[Start of Attachment]
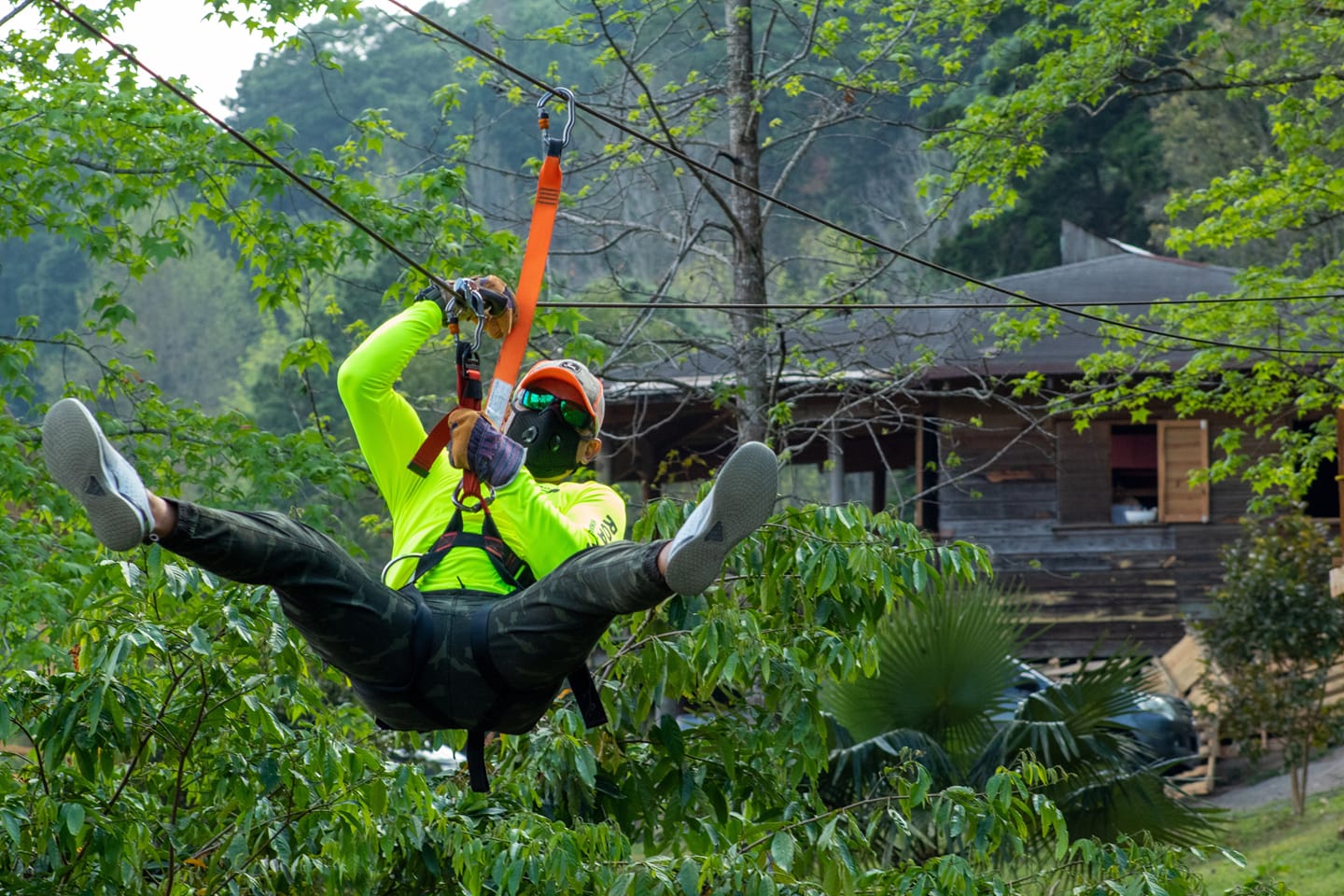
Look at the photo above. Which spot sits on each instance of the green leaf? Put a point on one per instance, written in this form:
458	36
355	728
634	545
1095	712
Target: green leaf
689	876
781	849
73	816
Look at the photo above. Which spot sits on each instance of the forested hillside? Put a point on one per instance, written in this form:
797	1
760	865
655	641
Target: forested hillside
167	731
431	106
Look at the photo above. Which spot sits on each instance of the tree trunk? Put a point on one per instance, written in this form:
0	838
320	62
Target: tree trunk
749	333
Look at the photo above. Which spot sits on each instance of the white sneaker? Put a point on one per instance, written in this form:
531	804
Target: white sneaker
739	501
82	461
[End of Attachment]
*The task*: Copy all lines from the material that hold "above".

*Solution*:
Look at the photo above. Which spot sits on each instance of the green leaf? Put a point on one per instance, written in this form:
Look at the photo above. Which spot sits on each instance of the forested hillside? Put a point on one per instance, written in this form:
Look at the photo above. Which spot sits on each instance of the tree trunk? Put a point on one per instance, written in this form:
Look at the photo above. Which spot sits on each instance of the white sneaker? Put a point on one per instance, written in this form:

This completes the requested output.